— RECORDS SUPPLIED —

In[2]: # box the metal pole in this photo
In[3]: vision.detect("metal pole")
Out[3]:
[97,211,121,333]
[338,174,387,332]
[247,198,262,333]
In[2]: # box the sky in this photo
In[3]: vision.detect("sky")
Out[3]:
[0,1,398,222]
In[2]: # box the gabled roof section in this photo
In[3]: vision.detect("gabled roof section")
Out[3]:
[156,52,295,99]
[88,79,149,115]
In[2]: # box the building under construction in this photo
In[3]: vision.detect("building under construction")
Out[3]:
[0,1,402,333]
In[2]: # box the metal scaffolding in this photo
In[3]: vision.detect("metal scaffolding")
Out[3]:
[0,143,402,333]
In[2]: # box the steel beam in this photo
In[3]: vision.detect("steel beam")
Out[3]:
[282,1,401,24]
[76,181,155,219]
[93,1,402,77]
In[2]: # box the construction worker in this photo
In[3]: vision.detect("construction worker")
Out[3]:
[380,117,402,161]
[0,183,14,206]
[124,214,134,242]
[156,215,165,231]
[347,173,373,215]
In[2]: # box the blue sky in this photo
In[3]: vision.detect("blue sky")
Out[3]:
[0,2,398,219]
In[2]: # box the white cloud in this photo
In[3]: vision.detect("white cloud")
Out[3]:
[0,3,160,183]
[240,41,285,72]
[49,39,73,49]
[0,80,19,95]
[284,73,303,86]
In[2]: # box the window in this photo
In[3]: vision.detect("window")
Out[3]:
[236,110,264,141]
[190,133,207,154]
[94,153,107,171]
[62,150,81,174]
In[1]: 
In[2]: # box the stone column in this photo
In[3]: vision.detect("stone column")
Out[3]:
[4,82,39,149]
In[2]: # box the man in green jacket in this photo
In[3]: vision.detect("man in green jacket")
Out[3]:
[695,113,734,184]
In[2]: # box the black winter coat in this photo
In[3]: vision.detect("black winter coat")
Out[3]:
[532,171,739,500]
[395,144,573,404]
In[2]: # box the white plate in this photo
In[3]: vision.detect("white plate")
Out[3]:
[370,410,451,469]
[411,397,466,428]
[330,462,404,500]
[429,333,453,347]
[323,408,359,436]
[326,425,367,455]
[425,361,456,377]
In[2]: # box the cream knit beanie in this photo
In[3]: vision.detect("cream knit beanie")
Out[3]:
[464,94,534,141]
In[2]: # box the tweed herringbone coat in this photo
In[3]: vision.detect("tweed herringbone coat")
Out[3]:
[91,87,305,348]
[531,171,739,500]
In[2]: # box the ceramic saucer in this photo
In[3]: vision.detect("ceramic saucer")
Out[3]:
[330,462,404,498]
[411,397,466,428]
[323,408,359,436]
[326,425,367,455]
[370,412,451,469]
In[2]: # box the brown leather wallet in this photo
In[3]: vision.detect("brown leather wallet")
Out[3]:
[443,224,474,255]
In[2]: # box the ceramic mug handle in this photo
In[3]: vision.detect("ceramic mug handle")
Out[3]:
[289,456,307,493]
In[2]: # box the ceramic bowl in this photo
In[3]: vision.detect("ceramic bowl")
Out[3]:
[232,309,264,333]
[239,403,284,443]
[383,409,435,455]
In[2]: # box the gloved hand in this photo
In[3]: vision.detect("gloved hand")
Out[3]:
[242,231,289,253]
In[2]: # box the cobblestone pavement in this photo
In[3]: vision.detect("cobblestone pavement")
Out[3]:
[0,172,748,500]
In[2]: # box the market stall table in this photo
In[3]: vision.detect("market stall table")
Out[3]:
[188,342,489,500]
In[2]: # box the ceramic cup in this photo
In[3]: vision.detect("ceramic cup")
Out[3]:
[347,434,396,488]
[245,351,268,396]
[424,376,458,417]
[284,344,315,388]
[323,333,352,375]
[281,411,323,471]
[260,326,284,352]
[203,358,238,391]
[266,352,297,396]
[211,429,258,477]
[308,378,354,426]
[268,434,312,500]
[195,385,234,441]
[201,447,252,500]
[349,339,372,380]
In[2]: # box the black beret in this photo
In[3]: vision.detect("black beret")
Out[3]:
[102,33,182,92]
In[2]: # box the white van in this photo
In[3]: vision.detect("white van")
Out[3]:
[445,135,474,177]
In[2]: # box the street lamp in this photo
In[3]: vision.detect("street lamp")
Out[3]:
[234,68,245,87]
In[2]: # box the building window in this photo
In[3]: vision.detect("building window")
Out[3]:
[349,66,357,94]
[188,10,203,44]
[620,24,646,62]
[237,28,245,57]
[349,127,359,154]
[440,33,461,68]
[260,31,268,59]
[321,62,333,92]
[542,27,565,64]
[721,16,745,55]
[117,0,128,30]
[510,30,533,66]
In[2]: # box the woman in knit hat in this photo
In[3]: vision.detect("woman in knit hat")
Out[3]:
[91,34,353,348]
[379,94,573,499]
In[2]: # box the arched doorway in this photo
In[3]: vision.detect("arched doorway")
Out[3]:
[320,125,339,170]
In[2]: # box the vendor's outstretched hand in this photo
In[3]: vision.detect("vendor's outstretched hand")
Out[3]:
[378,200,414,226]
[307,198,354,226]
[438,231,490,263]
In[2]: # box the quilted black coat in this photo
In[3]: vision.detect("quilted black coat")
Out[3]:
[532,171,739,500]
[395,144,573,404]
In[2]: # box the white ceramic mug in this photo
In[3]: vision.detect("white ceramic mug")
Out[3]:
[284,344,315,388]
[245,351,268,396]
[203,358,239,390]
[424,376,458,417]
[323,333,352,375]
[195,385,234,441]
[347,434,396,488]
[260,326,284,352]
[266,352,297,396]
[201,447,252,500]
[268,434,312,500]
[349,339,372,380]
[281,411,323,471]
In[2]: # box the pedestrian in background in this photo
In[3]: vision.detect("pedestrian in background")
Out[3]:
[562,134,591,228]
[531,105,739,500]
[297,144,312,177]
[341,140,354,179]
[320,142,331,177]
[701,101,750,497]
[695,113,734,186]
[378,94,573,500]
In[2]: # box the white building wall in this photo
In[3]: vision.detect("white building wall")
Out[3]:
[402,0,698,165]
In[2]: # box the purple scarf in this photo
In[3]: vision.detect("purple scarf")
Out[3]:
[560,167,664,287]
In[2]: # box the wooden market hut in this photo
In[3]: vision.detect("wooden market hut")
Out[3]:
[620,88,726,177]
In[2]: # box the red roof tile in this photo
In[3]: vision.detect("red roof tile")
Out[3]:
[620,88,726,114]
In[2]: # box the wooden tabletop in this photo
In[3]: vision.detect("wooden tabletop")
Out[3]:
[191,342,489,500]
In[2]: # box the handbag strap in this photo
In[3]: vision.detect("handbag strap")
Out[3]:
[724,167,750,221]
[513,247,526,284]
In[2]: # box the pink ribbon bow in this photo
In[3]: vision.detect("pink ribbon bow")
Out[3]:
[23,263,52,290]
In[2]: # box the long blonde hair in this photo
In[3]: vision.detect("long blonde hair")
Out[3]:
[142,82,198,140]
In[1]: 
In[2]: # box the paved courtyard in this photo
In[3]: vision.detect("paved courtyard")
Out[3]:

— WHAT THE TASK REQUIRES —
Reproduce each item above line for line, leaving every character unchanged.

— RIGHT ANSWER —
In[2]: # box the metal pole in this photo
In[3]: vision.detect("metal pole")
Out[3]:
[97,211,121,333]
[338,174,387,332]
[247,198,262,333]
In[2]: # box the sky in this photo
In[3]: vision.detect("sky")
Out[3]:
[0,1,398,222]
In[2]: # box the gabled roof section in this photo
In[3]: vision.detect("gabled roof section")
Out[3]:
[156,52,295,99]
[88,79,149,115]
In[2]: # box the building under construction in this photo
In[3]: vision.detect("building under construction")
Out[3]:
[0,1,402,333]
In[2]: # box the metal scaffolding in this photo
In[3]: vision.detect("metal scaffolding")
Out[3]:
[0,143,402,333]
In[2]: # box the steel beam in this photo
In[3]: vision.detect("steel beam")
Out[3]:
[282,1,401,24]
[76,181,155,219]
[93,1,402,77]
In[2]: # box the construction worker in this photo
In[3]: vision.detect("construction worker")
Out[3]:
[380,117,402,161]
[0,183,14,206]
[124,214,134,242]
[156,215,165,231]
[347,173,373,215]
In[2]: # box the blue sky in this photo
In[3]: vision.detect("blue sky")
Out[3]:
[0,2,398,219]
In[2]: # box the white cloud in this photo
In[3]: vision.detect("white cloud")
Out[3]:
[0,3,160,183]
[240,41,285,72]
[49,39,73,49]
[0,80,19,95]
[284,73,303,86]
In[2]: # box the window in this photo
In[3]: vision.detect("window")
Out[3]:
[236,110,264,141]
[190,133,207,154]
[94,153,107,171]
[62,150,81,174]
In[1]: 
In[2]: # box the stone column in this photo
In[3]: vision.detect("stone column")
Out[3]:
[4,82,39,149]
In[2]: # box the man in green jacket in this photo
In[3]: vision.detect("man in green jacket")
Out[3]:
[695,113,734,184]
In[2]: # box the black winter coat in this photo
In[3]: vision.detect("black winter coat")
Out[3]:
[532,171,739,500]
[395,144,573,404]
In[2]: # box the white plate in this photo
In[3]: vision.detect("white plate")
Out[3]:
[370,410,451,469]
[411,397,466,428]
[330,462,404,500]
[429,333,453,347]
[323,408,359,436]
[326,425,367,455]
[425,361,456,377]
In[2]: # box the cream knit beanie in this photo
In[3]: vision.detect("cream knit beanie")
Out[3]:
[464,94,534,141]
In[2]: # box the tweed herringbone coat in this photo
In[3]: vision.detect("tweed herringbone coat")
Out[3]:
[91,87,305,348]
[531,171,739,500]
In[2]: # box the ceramic saucer in this photo
In[3]: vision.detect("ceramic saucer")
Out[3]:
[330,462,404,498]
[411,397,466,428]
[323,408,359,436]
[326,425,367,455]
[370,412,451,469]
In[2]: # box the brown leather wallet in this photo
In[3]: vision.detect("brown leather wallet")
Out[3]:
[443,224,474,255]
In[2]: # box the ceramic mug handle in this photo
In[3]: vision.detect("ceramic mug handle")
Out[3]:
[289,456,307,493]
In[2]: # box the ceramic bowl in this photo
In[3]: vision.detect("ceramic bowl")
Out[3]:
[232,309,264,333]
[239,403,284,443]
[383,409,435,455]
In[2]: # box the gloved hand in this photo
In[3]: vision.detect("gloved hand")
Out[3]:
[242,231,289,253]
In[2]: # box the cobblestone pavement in this photo
In[3]: vision.detect("cobblestone pavement")
Out[3]:
[0,172,748,500]
In[2]: # box the market stall table in this photo
In[3]: vision.detect("market stall table")
Out[3]:
[188,342,489,500]
In[2]: # box the ceramic cup in this photo
In[3]: vision.detect("ceramic cup")
Out[3]:
[347,434,396,488]
[245,351,268,396]
[424,376,458,417]
[284,344,315,388]
[323,333,352,375]
[281,411,323,471]
[260,326,284,352]
[203,358,238,391]
[266,352,297,396]
[211,429,258,477]
[308,378,354,426]
[268,434,312,500]
[195,385,234,441]
[201,447,252,500]
[349,339,372,380]
In[2]: # box the black beret in this photo
In[3]: vision.detect("black beret")
Out[3]:
[102,33,182,92]
In[2]: # box the white van in this photo
In[3]: vision.detect("white van")
Out[3]:
[445,135,474,177]
In[2]: # box the street lamp in this photo
In[3]: vision.detect("street lamp")
Out[3]:
[234,68,245,87]
In[2]: # box the building window in this photo
In[3]: vision.detect("building window")
Out[3]:
[349,66,357,94]
[188,10,203,44]
[620,24,646,62]
[237,28,245,57]
[349,127,359,154]
[440,33,461,68]
[260,31,268,59]
[321,62,333,92]
[542,27,565,64]
[721,16,745,55]
[117,0,128,30]
[510,30,533,66]
In[2]: # box the woman in knit hat in this photo
In[3]: vision.detect("woman in knit hat")
Out[3]:
[91,34,353,348]
[379,94,573,499]
In[2]: # box the arched doorway in this photo
In[3]: vision.detect("arched doorway")
Out[3]:
[320,125,339,170]
In[2]: # box the vendor's outstretched hand in this photo
In[3]: vision.detect("vendor's outstretched hand")
Out[3]:
[378,200,414,226]
[307,198,354,226]
[438,231,490,263]
In[2]: # box the quilted black coat in this photo
In[3]: vision.detect("quilted black coat")
Out[3]:
[532,171,739,500]
[395,144,573,404]
In[2]: # box the white ceramic mug in this photo
In[3]: vision.detect("white ceramic mug")
Out[3]:
[284,344,315,388]
[245,351,268,396]
[203,358,239,390]
[424,376,458,417]
[323,333,352,375]
[195,385,234,441]
[347,434,396,488]
[260,326,284,352]
[266,352,297,396]
[201,447,252,500]
[268,434,312,500]
[349,339,372,380]
[281,411,323,471]
In[2]: # box the pedestrian in background in this photo
In[3]: vision.detect("pedestrian in background")
Out[3]:
[562,134,591,228]
[531,105,739,500]
[297,144,312,177]
[341,140,354,179]
[320,142,331,177]
[701,101,750,497]
[695,113,734,186]
[378,94,573,500]
In[2]: # box the white building wall in this photo
In[3]: vision.detect("white building wall")
Out[3]:
[402,0,698,165]
In[2]: # box the purple scarf in this photo
In[3]: vision.detect("purple scarf")
Out[3]:
[560,167,664,287]
In[2]: # box the wooden market hut in this photo
In[3]: vision.detect("wooden market hut")
Out[3]:
[620,88,726,177]
In[2]: # box the red roof tile in this photo
In[3]: vision.detect("red roof tile")
Out[3]:
[620,88,726,114]
In[2]: # box the wooden tabletop in this photo
In[3]: vision.detect("wooden tabletop")
Out[3]:
[191,342,489,500]
In[2]: # box the handbag strap in this photo
In[3]: vision.detect("handbag strap")
Out[3]:
[724,167,750,221]
[513,247,526,284]
In[2]: # box the pink ribbon bow in this photo
In[3]: vision.detect("pink ribbon bow")
Out[3]:
[23,263,52,290]
In[2]: # box the long blonde hair in this photo
In[3]: vision.detect("long blonde hair")
Out[3]:
[142,82,198,140]
In[1]: 
In[2]: # box the paved courtyard in this photo
In[3]: vision.detect("paved courtyard")
Out[3]:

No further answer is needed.